Dataset entries:
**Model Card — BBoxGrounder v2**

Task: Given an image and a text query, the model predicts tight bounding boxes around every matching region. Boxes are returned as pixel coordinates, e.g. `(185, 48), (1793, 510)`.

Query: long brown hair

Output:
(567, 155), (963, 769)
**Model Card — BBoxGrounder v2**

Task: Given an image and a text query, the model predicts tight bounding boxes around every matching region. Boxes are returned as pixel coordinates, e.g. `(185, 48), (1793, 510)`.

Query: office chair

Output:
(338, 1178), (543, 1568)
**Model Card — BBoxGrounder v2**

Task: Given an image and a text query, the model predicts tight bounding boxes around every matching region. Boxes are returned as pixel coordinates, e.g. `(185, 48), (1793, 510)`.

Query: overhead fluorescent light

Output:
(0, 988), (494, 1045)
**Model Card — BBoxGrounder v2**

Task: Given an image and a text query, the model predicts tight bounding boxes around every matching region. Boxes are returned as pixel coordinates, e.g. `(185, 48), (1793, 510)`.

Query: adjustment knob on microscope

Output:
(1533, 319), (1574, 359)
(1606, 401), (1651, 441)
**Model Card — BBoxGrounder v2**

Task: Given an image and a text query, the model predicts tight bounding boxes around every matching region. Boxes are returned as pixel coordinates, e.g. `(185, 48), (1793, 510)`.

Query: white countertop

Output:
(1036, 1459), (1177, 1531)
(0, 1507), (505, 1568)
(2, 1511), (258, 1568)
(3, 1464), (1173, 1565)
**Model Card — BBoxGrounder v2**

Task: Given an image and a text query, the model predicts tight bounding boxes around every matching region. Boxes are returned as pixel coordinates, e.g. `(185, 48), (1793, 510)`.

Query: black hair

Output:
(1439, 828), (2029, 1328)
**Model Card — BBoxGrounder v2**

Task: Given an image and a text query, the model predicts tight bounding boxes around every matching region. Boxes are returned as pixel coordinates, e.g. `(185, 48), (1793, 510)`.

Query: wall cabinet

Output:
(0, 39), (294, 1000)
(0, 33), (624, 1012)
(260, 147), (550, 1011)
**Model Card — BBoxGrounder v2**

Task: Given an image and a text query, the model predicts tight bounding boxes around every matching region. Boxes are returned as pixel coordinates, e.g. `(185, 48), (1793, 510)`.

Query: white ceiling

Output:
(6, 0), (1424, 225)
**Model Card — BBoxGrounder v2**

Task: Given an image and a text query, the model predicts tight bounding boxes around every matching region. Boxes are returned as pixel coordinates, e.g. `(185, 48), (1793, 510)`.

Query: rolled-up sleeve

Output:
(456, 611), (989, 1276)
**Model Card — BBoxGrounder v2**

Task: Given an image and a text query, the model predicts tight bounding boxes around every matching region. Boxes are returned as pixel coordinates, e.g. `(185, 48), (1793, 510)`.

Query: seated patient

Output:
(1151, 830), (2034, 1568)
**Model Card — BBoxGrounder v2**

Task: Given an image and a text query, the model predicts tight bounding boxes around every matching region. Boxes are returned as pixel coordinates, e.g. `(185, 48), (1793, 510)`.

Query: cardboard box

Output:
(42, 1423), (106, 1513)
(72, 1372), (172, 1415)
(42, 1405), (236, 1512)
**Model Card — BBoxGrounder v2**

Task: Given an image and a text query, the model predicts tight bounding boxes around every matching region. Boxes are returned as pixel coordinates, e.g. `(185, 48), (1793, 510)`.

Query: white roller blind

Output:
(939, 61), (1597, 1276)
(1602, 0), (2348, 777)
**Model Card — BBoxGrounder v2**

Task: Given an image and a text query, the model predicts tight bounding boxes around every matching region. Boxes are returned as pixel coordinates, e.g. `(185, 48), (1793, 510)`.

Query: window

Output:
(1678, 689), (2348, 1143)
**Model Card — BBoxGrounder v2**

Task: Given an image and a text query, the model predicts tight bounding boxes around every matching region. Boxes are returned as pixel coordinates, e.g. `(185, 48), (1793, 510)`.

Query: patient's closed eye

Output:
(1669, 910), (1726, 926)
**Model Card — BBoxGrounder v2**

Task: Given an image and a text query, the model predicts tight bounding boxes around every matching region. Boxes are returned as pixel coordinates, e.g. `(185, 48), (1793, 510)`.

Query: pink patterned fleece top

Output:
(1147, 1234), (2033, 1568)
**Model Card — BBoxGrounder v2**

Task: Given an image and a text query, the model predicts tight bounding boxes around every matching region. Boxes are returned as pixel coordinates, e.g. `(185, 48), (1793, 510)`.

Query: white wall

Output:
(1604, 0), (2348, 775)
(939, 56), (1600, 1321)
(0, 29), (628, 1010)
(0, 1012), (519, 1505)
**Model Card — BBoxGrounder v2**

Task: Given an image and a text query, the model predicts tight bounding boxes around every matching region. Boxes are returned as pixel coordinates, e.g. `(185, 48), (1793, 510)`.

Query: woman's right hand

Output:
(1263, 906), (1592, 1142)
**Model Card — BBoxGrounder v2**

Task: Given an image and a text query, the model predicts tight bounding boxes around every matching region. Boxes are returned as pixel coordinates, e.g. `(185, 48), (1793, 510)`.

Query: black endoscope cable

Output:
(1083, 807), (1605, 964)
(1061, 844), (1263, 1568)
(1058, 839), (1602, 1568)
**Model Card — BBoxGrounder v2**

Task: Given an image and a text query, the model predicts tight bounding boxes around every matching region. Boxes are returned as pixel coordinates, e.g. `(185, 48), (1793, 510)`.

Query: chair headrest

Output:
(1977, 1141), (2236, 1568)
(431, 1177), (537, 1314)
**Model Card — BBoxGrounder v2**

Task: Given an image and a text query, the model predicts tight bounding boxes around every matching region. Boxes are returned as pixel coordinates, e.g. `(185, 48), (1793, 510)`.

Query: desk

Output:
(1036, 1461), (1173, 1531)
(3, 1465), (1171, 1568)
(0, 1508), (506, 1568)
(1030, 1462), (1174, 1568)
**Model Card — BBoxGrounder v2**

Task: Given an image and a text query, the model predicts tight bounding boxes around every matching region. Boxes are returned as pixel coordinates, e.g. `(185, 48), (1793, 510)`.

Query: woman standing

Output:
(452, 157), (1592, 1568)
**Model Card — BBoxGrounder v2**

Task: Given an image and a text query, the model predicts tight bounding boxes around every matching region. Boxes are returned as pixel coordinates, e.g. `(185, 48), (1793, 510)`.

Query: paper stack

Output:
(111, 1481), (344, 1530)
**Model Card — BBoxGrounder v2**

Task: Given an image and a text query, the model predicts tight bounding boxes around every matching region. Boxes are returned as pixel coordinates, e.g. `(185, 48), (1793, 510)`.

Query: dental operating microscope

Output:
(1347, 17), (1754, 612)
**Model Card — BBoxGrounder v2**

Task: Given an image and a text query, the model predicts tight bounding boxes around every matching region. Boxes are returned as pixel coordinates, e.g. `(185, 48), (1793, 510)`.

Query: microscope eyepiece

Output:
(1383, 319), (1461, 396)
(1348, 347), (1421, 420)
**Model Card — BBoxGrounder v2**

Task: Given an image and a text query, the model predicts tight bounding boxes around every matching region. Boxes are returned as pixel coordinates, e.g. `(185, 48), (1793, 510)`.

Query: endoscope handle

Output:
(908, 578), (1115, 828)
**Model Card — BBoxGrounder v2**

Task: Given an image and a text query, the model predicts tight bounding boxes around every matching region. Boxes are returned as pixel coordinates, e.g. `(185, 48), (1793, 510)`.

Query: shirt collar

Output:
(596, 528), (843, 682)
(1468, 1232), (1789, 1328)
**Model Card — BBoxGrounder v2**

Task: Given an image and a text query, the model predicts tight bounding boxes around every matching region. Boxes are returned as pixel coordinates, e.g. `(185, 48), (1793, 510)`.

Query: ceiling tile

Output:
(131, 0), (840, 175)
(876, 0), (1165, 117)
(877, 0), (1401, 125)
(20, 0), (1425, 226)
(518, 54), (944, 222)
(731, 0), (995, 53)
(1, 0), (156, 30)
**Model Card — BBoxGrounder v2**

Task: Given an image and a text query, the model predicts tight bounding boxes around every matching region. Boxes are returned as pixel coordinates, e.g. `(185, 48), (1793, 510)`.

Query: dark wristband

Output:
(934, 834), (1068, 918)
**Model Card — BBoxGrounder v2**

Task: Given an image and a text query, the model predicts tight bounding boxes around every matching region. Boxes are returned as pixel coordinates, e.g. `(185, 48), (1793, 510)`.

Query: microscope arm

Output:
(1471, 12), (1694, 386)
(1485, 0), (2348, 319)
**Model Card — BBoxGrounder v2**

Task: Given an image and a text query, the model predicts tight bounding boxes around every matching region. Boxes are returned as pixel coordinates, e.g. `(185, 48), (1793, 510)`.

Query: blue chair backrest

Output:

* YOUR GOAL
The answer must be a single number: how many lines in the records above contain the word "patient".

* ANSWER SECTION
2